* **Short task**:
Locate each line in the records below that contains the string "white" and copy those lines out. Match case exactly.

+++ Rows

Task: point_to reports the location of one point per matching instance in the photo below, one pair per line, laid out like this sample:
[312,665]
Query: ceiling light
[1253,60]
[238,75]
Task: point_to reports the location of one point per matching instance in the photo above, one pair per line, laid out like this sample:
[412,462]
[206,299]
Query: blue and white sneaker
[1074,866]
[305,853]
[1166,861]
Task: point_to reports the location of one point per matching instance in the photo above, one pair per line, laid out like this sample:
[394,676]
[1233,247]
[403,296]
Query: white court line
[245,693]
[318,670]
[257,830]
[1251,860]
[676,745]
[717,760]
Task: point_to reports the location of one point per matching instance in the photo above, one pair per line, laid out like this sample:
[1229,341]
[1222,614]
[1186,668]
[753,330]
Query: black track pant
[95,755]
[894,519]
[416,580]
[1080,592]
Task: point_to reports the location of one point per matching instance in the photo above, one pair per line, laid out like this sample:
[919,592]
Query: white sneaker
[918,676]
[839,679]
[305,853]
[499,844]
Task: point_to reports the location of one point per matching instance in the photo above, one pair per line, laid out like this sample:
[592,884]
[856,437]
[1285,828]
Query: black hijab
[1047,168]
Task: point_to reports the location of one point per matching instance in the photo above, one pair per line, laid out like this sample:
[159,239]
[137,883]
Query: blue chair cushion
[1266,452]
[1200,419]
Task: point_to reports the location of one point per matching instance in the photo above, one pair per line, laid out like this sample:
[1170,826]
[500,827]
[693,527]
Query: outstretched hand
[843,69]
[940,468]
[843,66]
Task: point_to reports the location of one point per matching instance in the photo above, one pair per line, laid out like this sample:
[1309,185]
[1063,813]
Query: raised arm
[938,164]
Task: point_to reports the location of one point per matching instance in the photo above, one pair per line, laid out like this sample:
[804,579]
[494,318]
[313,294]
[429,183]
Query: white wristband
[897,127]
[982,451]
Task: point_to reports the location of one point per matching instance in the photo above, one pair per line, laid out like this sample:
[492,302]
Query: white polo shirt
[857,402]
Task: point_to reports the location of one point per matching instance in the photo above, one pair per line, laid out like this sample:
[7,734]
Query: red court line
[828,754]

++++++

* **Result of this exercise**:
Query: blue and white sneaker
Query: white court line
Query: white sneaker
Query: white wristband
Query: white polo shirt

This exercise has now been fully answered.